— GIVEN REQUEST —
Copy the data below line for line, keeping every character and the original order unchanged.
──────── THE DATA ────────
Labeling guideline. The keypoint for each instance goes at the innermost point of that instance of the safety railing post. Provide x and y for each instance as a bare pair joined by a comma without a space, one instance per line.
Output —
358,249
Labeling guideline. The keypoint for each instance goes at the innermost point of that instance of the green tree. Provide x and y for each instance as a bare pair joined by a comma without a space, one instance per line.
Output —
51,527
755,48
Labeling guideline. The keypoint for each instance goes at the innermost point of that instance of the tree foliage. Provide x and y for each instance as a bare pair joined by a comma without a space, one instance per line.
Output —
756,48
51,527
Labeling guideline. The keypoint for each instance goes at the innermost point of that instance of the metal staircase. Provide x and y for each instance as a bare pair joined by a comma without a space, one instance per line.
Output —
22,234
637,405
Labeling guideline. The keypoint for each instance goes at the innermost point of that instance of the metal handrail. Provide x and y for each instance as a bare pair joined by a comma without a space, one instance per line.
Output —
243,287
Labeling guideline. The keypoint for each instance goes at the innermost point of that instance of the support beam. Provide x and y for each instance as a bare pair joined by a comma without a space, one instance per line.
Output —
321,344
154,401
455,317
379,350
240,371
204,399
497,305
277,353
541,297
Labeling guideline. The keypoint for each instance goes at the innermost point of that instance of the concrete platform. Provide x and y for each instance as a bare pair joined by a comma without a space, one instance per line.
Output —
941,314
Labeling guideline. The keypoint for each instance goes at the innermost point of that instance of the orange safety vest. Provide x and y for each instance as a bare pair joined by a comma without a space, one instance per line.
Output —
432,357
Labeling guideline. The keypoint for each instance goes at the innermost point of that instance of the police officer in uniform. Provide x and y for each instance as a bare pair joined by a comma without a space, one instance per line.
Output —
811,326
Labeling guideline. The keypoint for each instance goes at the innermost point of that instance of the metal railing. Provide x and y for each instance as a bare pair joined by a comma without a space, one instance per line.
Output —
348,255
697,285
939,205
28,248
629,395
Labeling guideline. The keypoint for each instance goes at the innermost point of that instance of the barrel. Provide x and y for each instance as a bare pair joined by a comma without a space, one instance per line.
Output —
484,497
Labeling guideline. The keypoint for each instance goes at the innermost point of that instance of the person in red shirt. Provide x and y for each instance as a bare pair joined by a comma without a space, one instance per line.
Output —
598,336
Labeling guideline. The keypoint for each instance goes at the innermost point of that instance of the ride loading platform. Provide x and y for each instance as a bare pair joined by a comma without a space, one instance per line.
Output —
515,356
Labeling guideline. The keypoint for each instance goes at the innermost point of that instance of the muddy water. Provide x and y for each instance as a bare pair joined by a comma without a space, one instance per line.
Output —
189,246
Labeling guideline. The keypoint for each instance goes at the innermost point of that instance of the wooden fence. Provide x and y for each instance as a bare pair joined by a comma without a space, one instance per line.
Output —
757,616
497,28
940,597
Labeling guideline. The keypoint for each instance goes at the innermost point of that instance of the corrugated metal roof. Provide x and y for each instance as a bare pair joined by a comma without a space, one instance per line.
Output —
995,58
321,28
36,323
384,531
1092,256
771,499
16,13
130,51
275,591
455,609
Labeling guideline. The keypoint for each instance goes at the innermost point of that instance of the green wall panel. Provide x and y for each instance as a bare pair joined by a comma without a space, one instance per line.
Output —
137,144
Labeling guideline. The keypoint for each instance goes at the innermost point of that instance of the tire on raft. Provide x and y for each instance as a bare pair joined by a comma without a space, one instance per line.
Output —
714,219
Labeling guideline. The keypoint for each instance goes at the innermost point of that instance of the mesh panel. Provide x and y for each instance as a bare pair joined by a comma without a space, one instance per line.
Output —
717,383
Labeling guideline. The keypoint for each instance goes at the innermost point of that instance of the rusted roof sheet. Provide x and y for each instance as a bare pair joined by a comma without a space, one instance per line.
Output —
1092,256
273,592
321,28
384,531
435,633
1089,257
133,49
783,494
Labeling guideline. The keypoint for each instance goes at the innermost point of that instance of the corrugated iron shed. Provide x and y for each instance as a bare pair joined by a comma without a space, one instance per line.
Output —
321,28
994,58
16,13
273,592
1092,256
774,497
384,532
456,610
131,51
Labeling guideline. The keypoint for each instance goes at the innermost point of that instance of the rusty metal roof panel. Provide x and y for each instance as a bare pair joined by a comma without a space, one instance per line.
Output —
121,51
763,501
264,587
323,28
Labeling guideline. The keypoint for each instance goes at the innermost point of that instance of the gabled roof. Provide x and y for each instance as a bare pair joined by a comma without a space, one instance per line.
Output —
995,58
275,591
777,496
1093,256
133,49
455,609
────────
— THE RESPONSE —
Labeling guideline. The keypoint for each instance goes at the innermost point of that instance of the safety railing post. Provide x and y for each instance as a bare pair joined by a comma without a space, one instance per line.
Output —
358,249
Labeling guideline. The keypoint for each instance goes at the innermost point of that instance of the green tree. Provide x and y for each instance as a bare pair joined by a comma without a space, one instance per line.
Output —
51,527
755,48
Labeling guideline. The keypoint for each instance goes at the innermost point of that instance of the tree foliage. Provide x and y for each instance as a bare pair joined by a comma without a space, one instance per line.
Output —
756,48
51,527
Labeling guideline. The keypoint for each instance goes at the innermost point of that instance of the metal staircase. Provide x and y for each instance as a bare pair joined by a comma without a space, one instance per line.
Output —
22,234
637,405
Labeling guideline. The keypoint for each instance goes at the innermost point of that instance of the metal handrail. Provide x and y for each instance as a bare pair joined by a comma without a space, one instance per line.
Output —
243,287
Labeling guideline. The keypoint for each instance goes at the innermost point of that instance of the support beam. Provide x and y for each instance as a bare pair joined by a comma without a space, one instance per line.
Output —
321,344
154,401
455,317
379,350
240,371
204,399
497,305
277,353
541,297
Labeling guideline. The keypoint for each instance goes at the innermost point of that instance of the concrete platform. Provide x and y for each instance as a bare pair joined by a comma without a space, one instance per line.
Output —
941,314
Labeling guideline. The keypoint for each instance goes at the innermost point of that instance of the orange safety vest. Provide x and y for each instance as a bare pair joined by a comma without a space, one instance per line.
Output —
432,357
Labeling guideline. The keypoint for each instance goes at the innermost point of that instance of the police officer in uniform. Provide x and y for each instance as a bare pair joined by a comma without a space, one instance per line.
Output —
811,326
Labeling guideline. The keypoint for each instance goes at the innermost point of that instance of the metal railing. Provide x and y for each instance as a bare pair joined by a comma without a space, one instance per line.
Output —
348,255
697,285
939,205
28,248
629,395
Labeling guideline. The keypoint for each instance goes at the innermost point of that instance of the barrel. Provide x and y for each instance as a bare pair joined by a comma without a space, one instance per line.
Output —
484,497
Labeling guideline. The keypoint for each instance goes at the innermost point of that instance of the person in red shirt. Provide x and y for each instance as a bare pair joined by a comma without a space, one instance per line.
Output —
598,336
Labeling guideline. The keypoint for each instance goes at the innermost point of that instance of the ride loading platform. Provide x and y for each instance as a bare pair joined by a comma without a space, one instance per line.
Output —
515,356
Labeling guideline. The keypoint for each instance goes at the innermost point of that instance of the muddy water. Provide x and y for each instance as a bare pair joined by a comma without a space, one instance per line.
Output —
189,246
Labeling guideline. The keypoint for each instance goes at the innermost point of that instance of the wooden fence. Provide x and y for each instance as a bare pair joined by a comma without a space, one instance per line.
Output —
757,616
497,28
940,597
Labeling guideline. The keypoint for each instance goes at the innermost point of that instance of the corrugated metal roof. Provide x and y for each instance as a bare pair joined by a comma without a space, one instance per line.
Output —
995,58
321,28
36,323
384,531
1092,256
771,499
16,13
130,51
275,591
455,609
Labeling guideline. The keypoint for each instance goes at the innermost point of that instance of the green wall panel. Provide x and y for each instance as a bare pair joined by a comma without a space, one instance per line.
Output —
137,144
Labeling guideline. The keypoint for each instance goes at the innermost point of that instance of the tire on raft. Provide x and y for each instance as a bare pair joined by a comma without a space, one instance per line.
Output —
714,219
Labeling guideline. The keypoint for each instance goes at the innermost point of that instance of the mesh panel. Provide x and y for each instance as a bare pair joined by a comma without a space, one instance per line.
Output —
717,383
Labeling guideline. The keypoint for each instance goes at the innermost point of that instance of the rusted roof sheet. Provide x and y for each instance as a bare pair joined by a comma without a space, one instance per line.
Output —
1092,256
273,592
321,28
384,531
435,633
1089,257
133,49
783,494
Labeling guideline. The keypoint for each instance goes at the innermost point of that instance of the corrugated iron shed. Provide x and y for each instance as a bare pair joined by a comma without a space, one instance per line.
Output —
321,28
994,58
16,13
273,592
1092,256
774,497
384,532
456,610
131,51
Labeling guideline. The keypoint for each instance goes at the innermost point of that instance of the rusty metal roof panel. Provide x and y for each instance as a bare pair joined by a comma without a space, one instance per line.
Output —
121,51
763,501
264,587
323,28
Labeling guideline. The keypoint for each instance goes at the innermost point of that instance of the gabled roof. Provide x and y for each instance as a bare pair joined by a comma without a space, one instance per line.
Output —
995,58
275,591
777,496
1093,256
133,49
455,609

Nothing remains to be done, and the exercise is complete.